··· Data shown
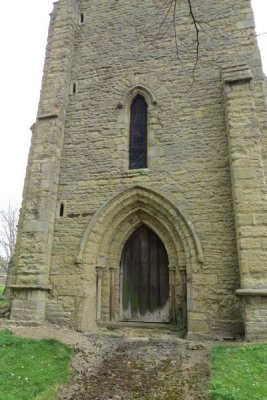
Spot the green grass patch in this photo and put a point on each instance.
(32, 369)
(3, 303)
(239, 372)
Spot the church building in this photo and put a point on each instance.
(145, 202)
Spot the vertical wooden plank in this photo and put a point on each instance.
(135, 275)
(144, 284)
(145, 291)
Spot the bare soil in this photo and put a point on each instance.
(109, 366)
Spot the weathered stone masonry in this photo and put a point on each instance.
(203, 193)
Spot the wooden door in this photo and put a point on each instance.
(144, 278)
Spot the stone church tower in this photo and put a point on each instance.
(145, 200)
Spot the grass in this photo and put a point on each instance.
(32, 369)
(239, 372)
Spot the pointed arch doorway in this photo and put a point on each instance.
(144, 278)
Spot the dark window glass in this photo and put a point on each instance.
(138, 134)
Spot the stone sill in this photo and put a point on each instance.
(136, 324)
(251, 292)
(30, 287)
(138, 172)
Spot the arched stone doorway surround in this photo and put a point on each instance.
(101, 248)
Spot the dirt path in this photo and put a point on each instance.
(109, 367)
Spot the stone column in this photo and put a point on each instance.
(30, 280)
(249, 197)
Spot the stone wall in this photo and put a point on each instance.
(95, 64)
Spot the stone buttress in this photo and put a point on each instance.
(30, 281)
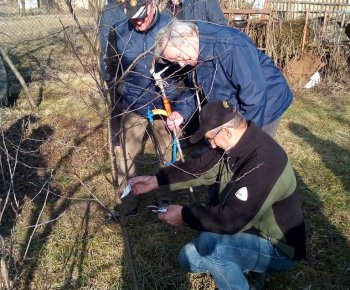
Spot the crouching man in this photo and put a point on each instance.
······
What to work on: Reproduce all of the data exactly; the pictures do not belong in the copy.

Expected answer:
Spot the green grass patch in this photo and put a point on each instance.
(32, 369)
(3, 303)
(239, 372)
Spot the church building in this photo and put a point on each instance.
(145, 202)
Spot the vertical wooden plank in this photo and put a point on each instance.
(135, 275)
(144, 284)
(145, 291)
Spot the bare soil in this photo and put a point on each instance.
(109, 366)
Spot the weathered stone masonry in this photo and put a point on each instance.
(203, 193)
Spot the wooden door in this photo and put a point on each instance.
(144, 278)
Spot the stone church tower in this photo and put a point on each instance.
(145, 200)
Spot the grass in this photo and put a point on each instance.
(32, 369)
(239, 372)
Spot the pointed arch doorway in this photo and put a point on each instance.
(144, 278)
Spot the dark window glass in this photo and put a point on each instance.
(138, 134)
Spot the stone sill in this photo and put a point on each instance.
(136, 324)
(251, 292)
(30, 287)
(138, 172)
Spot the arched stone doorway surround in this photo and put a point on each instance.
(101, 248)
Spot the dirt path in this photo and put a point on each instance.
(109, 367)
Spot the stone column in this photo and put a point on each instance.
(30, 280)
(249, 197)
Spot the stone wall in this photo and put a point on each instance.
(95, 64)
Spot the stone buttress in this photo and put a point on each instance.
(30, 281)
Spot the crouching man in this photo and put a point on each instance.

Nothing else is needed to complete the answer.